▶ Tekstfragment

Johann: ‘In 2019 ondernamen minstens vijf hennen een nestpoging. Een ervan werd echter gepredeerd op het nest, en een ander staakte de broedpoging – waarschijnlijk na predatie van de eieren. In ieder geval werden de eieren niet teruggevonden en verviel de hen in haar oude gedrag. Maar de drie overige nesten kwamen succesvol uit, wat goed was voor minstens negentien kuikens.’
Gedood door havik
De overleving van de gezenderde korhoenen blijkt voorlopig een kritiek punt, met name in de eerste maanden na de verhuis. In 2018, tussen mei en juli, werd de sterfte van de korhoenen geschat op 62,5 procent. Hetzelfde tragische verhaal voor de lichting van 2019. Met andere woorden: een groot deel van de Zweedse korhoenen overleeft niet lang op Belgische bodem.

▶ Verken het materiaal
A - Hoe hoog werd de sterfte onder de korhoenen tussen mei en juli 2018 geschat, volgens het tekstfragment over de korhoenen?
B - Ga verder met de tekst over de Zweedse korhoenen in België, te beginnen na de laatste zin.

▶ Vermelde records
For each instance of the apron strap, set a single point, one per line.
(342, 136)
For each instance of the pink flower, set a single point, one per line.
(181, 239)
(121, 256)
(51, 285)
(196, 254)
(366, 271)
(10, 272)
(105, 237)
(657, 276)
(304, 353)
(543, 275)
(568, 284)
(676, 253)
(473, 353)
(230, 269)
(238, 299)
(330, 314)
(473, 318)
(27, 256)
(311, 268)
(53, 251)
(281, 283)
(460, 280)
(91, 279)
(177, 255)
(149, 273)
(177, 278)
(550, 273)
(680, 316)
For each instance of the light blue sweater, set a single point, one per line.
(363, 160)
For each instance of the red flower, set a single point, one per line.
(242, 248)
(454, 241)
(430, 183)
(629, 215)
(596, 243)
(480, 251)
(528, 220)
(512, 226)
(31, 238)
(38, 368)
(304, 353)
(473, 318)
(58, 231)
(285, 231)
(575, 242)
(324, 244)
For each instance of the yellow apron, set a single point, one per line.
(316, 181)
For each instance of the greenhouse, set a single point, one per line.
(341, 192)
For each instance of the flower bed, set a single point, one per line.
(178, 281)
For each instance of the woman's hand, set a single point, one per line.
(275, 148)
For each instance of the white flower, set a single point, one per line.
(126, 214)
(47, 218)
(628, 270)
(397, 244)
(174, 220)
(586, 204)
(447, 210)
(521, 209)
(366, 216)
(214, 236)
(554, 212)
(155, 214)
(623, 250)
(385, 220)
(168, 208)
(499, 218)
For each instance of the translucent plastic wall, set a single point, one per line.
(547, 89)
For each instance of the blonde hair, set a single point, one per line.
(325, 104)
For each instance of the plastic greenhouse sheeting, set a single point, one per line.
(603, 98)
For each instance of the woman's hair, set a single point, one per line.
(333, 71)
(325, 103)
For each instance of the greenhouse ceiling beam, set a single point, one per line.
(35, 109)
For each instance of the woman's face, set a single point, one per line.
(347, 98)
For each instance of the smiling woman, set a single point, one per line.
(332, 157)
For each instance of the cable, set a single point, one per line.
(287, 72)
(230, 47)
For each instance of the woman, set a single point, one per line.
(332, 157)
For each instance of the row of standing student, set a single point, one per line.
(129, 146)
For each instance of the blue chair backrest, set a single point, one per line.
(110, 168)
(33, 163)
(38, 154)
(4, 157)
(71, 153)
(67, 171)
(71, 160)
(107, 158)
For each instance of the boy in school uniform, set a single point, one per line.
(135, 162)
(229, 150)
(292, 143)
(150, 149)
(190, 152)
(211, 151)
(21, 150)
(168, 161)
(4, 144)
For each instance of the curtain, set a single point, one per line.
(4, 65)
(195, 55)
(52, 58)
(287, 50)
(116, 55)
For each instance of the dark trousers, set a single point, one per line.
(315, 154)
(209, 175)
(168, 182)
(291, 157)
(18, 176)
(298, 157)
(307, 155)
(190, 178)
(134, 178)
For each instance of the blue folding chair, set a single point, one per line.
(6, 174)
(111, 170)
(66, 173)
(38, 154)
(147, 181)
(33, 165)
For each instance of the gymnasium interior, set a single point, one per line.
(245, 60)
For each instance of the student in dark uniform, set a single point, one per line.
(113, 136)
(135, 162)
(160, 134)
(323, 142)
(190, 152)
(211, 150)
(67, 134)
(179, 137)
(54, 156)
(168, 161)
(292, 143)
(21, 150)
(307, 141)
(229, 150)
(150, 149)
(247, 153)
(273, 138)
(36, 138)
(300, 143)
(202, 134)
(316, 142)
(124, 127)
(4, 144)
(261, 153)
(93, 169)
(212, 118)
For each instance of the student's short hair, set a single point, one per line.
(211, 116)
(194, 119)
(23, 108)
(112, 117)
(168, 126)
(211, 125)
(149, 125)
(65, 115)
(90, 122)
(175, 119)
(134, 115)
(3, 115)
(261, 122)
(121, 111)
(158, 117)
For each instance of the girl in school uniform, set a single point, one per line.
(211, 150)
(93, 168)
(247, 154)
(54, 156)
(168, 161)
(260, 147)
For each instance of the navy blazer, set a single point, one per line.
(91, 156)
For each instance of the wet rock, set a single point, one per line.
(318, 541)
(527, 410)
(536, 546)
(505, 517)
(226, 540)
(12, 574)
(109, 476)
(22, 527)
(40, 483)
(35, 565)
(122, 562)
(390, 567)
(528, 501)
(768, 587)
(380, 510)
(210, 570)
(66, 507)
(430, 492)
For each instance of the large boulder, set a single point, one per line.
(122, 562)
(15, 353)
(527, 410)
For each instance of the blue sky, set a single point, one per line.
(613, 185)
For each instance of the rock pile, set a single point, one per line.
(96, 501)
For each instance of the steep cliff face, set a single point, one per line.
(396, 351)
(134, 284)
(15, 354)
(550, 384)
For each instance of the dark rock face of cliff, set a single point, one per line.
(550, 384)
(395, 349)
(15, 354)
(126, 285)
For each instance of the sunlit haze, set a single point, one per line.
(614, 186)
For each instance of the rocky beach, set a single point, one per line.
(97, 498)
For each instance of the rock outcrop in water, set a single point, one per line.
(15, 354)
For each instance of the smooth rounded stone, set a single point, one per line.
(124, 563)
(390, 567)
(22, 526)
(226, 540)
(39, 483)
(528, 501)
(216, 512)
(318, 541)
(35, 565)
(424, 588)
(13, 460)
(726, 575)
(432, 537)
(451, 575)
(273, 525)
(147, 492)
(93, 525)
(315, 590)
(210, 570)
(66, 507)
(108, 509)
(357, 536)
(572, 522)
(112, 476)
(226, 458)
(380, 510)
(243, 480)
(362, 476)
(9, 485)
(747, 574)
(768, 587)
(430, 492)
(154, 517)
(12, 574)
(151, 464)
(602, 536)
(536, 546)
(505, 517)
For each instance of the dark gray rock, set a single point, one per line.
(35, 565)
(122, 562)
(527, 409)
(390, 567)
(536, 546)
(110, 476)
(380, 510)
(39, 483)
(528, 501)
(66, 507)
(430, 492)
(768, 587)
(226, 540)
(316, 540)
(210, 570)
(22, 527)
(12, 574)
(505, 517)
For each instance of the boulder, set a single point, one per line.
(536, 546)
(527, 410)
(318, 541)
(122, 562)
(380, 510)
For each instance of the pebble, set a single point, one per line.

▶ Resultaten per opdracht
A - Op 62,5 procent.

B -
Johann: ‘De gevonden kadavers vertoonden allemaal sporen van predatie. Alleen is het niet altijd simpel om vast te stellen of predatie effectief de doodsoorzaak is, of dat predatoren na de dood van het kadaver kwamen eten. De sporen wijzen vooral naar predatie door zoogdieren ter grootte van een vos. Bij 3 van de 22 gedocumenteerde sterftegevallen zou een havik de schuldige zijn. Vooral als de korhoenen zich buiten het kerngebied van de Hoge Venen begeven, lijkt het risico groter om door een havik aangevallen te worden.’
Predatorencontrole nodig
In het buitenland is predatorcontrole een onlosmakelijk deel van herintroductieprogramma’s van het korhoen. In de Duitse Rhön is bijvoorbeeld al vijftien jaar een professionele jager aangesteld om het aantal vossen op een lager peil te houden. In Polen gebeurt er in het kader van een LIFE-project predatorcontrole op zoogdieren en worden haviken gevangen en verderweg opnieuw gelost.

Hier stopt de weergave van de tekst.